[What to produce] In the records below, find every line that contains "raspberry" and list it.

[Data for this exercise]
=== Section Start ===

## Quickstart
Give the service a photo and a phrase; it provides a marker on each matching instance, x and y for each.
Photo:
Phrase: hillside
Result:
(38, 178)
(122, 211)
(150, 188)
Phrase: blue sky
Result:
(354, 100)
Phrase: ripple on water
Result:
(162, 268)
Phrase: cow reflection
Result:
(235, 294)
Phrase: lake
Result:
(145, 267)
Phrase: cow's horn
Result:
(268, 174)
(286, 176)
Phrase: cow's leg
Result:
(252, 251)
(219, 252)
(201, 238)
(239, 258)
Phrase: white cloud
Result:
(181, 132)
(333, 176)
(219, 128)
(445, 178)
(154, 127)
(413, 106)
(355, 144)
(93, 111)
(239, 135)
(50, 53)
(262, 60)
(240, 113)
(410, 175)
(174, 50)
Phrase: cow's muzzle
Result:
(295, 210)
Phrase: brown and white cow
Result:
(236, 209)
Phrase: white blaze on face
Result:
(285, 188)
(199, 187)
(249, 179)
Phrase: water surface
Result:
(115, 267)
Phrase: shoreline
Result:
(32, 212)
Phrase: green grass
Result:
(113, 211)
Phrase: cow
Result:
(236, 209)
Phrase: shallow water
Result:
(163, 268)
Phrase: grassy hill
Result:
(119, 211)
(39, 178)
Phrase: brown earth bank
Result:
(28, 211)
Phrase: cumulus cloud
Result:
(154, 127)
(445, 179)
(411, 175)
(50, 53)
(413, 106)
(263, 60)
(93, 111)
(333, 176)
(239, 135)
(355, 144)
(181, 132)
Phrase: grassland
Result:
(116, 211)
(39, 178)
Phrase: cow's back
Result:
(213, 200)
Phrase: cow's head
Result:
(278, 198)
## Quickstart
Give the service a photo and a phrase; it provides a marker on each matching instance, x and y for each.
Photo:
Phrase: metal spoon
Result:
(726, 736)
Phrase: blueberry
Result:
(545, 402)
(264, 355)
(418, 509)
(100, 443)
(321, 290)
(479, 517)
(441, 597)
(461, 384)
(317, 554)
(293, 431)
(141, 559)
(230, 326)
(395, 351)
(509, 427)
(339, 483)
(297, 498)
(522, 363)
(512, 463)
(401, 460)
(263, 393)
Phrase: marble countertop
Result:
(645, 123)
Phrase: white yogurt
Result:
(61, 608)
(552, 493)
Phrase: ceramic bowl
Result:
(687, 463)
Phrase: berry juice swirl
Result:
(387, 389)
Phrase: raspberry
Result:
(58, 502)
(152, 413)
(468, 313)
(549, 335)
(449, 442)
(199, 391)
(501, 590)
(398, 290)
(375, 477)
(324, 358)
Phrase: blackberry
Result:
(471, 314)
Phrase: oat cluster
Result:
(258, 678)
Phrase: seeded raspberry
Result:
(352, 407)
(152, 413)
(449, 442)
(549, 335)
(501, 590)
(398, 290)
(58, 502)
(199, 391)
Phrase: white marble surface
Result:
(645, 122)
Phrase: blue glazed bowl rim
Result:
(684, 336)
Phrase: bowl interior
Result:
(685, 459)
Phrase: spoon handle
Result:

=== Section End ===

[Task response]
Phrase: raspberry
Phrase: seeded raspberry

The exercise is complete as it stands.